-------- Document text
# new thompson skew



## john lucas (Sep 18, 2007)

I'm not sure how many of you have heard of Thompson tools. I am the proud owner of 4 of them. They are made of powdered metal and cyrogenically hardened. They hold an edge as long or longer than any other tools and they are priced in line with other HSS tools. 
I got one of the new skews and just got it sharpened last night. I can't wait to use it but willl probably have to wait until Saturday unless I get lucky. 
I wondered if this stuff would get as sharp as HSS. I still don't know for sure but it will definitely get sharp enough for woodturning. 
If your interested in learning more about the tools go to www.thompsonlathetools.com


----------



## littlebuddha (Aug 25, 2007)

I was at a show last year and http://www.craft-supplies.co.uk were selling the same type not sure if it is by the same people and being done for them or what, did not get around to buying anything as having to look after father inlaw, so did not get all i wanted. let me know what you think of them john..the prices here are not to bad.

Cryogenically Treated High Speed Steel Oval Skew Chisel 3/4". By immersing M2 HSS in an insulated VAT at 185 degrees for 3 hours the metalurgical properties of the steel is changed resulting in an increased wear resistance of the edge increased 3 - 6 times. The tool life is improved even beyond more expensive materials like 2030 & 2060 steel.
CRYO H of W HSS 3/4" Oval Skew Chisel Handled £24.95 LB..
----------------
-------- Excerpted records
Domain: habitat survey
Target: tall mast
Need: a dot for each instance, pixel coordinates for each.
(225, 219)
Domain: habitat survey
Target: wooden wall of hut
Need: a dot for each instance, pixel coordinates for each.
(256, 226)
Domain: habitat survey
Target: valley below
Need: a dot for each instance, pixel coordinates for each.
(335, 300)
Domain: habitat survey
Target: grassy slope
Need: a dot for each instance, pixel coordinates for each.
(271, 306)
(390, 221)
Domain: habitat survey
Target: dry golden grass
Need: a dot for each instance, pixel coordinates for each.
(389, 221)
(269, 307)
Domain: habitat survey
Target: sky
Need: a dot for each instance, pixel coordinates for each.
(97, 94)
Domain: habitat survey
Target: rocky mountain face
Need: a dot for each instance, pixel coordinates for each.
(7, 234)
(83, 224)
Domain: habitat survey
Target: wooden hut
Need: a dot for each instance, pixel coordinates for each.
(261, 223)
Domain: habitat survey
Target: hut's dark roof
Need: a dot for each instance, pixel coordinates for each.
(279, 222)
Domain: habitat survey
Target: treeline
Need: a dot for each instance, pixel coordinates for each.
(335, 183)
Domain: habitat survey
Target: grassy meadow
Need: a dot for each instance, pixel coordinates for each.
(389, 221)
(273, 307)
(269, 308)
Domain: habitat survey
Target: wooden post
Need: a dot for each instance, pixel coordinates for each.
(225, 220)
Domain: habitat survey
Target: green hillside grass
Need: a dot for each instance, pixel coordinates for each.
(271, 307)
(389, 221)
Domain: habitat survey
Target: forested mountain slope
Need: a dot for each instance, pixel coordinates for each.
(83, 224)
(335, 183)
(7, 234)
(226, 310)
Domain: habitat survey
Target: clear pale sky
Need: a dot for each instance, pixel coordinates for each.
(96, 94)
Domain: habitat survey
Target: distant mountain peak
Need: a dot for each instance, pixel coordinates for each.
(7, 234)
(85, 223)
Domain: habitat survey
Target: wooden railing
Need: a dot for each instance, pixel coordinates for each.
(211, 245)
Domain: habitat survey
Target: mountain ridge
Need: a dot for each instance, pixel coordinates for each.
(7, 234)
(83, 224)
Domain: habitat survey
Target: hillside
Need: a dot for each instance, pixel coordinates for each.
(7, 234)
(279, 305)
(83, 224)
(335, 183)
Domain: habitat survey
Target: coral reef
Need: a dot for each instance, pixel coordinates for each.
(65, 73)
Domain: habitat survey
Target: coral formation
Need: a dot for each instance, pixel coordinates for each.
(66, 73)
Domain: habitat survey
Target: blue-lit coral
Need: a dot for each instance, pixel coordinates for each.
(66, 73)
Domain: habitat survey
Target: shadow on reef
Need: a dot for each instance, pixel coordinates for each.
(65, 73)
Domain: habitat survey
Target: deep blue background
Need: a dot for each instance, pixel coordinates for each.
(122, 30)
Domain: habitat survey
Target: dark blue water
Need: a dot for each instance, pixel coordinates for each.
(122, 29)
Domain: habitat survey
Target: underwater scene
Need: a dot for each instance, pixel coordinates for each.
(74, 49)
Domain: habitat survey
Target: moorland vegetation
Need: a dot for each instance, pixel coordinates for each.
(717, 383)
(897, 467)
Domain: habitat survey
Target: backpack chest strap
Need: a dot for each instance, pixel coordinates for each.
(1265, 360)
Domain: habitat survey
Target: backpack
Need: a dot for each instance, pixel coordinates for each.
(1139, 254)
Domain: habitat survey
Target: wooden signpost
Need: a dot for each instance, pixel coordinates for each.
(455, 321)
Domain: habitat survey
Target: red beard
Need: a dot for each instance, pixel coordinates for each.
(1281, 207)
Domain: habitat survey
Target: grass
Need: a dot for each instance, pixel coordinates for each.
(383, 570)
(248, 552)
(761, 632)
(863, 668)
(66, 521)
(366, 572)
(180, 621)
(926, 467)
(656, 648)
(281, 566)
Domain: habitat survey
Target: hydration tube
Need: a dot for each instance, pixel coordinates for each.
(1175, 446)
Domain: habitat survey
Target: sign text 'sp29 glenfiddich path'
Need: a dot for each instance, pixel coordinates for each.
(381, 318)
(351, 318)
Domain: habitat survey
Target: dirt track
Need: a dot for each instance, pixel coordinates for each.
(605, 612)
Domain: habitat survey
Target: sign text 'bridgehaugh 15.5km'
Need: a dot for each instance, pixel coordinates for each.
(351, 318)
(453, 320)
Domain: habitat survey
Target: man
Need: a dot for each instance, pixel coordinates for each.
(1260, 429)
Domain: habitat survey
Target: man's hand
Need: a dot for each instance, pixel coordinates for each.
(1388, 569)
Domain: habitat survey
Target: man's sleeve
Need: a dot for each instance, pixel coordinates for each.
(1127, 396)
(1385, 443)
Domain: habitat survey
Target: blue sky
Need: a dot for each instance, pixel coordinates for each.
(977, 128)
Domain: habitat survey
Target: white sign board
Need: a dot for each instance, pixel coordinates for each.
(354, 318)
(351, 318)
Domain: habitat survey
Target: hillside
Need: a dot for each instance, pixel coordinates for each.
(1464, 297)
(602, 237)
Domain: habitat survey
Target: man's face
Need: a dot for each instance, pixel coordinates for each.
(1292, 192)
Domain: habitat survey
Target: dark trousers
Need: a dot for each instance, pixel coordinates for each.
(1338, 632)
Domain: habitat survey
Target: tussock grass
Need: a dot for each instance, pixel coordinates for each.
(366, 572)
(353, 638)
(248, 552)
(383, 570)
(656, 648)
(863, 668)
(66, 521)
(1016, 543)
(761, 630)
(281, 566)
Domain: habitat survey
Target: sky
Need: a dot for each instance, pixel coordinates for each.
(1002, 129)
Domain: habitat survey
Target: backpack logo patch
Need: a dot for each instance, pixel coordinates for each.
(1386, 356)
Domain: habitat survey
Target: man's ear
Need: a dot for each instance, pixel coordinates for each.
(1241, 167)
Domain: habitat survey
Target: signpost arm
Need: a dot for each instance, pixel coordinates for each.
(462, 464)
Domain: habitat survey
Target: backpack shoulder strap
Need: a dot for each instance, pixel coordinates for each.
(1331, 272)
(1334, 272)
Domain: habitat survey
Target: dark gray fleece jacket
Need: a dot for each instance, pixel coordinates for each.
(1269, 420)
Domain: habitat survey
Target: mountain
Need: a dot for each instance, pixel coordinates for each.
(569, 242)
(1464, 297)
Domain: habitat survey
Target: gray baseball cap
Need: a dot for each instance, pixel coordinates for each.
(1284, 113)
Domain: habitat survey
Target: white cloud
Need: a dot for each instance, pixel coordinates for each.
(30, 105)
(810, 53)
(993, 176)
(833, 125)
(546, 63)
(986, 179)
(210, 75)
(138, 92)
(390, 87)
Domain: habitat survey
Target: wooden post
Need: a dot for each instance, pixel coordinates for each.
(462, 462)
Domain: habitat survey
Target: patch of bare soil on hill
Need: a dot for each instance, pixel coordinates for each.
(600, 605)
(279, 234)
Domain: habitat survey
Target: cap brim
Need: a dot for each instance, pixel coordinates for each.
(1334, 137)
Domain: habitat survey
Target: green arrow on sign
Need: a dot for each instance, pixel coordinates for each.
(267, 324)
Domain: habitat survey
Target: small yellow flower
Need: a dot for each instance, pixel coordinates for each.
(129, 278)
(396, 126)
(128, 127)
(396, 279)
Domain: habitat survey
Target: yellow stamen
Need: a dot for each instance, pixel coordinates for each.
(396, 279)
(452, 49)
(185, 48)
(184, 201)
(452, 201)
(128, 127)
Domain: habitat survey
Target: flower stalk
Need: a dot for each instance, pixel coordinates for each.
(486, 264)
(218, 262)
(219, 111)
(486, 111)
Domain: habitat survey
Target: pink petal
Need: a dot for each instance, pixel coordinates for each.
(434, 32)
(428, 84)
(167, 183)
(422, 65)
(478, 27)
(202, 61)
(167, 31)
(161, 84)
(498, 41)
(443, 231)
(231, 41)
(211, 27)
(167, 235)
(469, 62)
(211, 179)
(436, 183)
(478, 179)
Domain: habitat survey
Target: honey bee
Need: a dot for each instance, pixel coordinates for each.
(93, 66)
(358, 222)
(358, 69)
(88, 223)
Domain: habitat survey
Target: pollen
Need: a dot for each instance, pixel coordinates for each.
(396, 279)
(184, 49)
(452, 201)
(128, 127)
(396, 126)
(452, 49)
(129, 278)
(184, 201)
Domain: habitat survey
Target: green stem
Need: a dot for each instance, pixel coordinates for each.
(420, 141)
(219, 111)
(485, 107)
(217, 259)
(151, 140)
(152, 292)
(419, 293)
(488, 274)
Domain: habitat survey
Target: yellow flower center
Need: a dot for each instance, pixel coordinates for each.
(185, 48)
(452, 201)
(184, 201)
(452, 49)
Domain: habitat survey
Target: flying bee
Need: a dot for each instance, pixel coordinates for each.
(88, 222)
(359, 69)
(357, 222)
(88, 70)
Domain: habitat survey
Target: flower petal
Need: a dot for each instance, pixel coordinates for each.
----------------
## Directives
1. Locate each line of the records that contains the word "wooden" and copy those lines out.
2. Pick up the forum thread about the Thompson skew chisel after its last sentence and continue it.
The forum thread and the records have nothing to do with each other.

## Outputs by task
1.
Target: wooden wall of hut
Target: wooden hut
Target: wooden post
Target: wooden railing
Target: wooden signpost
Target: wooden post

2.
----------



## Mitch Cholewinski (Mar 11, 2007)

*John Lucas*

John
Congratulations on your new tools. I am sure you will make good use of them. One question. You said you got the new skew sharpened? Does that mean you had someone else sharpen it and why? None of my business, just curious.

I just bought a new 1/2" detail gouge today, my first. Love that long side grind. Wasn't sure about how to sharpen it but first thing I did was lightly sharpen and it came out a winner. Used the varigrind jig. Once ag:thumbsup: :thumbsup: ain congratulations John. Mitch


----------



## john lucas (Sep 18, 2007)

Mitch I sharpened it my self. I used my new skew sharpening jig. I've jury rigged them before but I took the time to mill a groove in my Oneway flat tool rest and made a sliding wooden jig that holds the skew at the correct angle. This should allow me to regrind when necessary and remove the least amount of metal. 
Doug actually puts an edge on the new ones. I got this one from the first batch and it had a blunt end. Doug knew that I would put the edge on that I like. His scrapers are the only tools that come without an edge ground. He felt like each person would grind the scraper to the shape they want and he didn't want to waste any metal.
He will sell them unground if you want to put your own profile on any of his tools.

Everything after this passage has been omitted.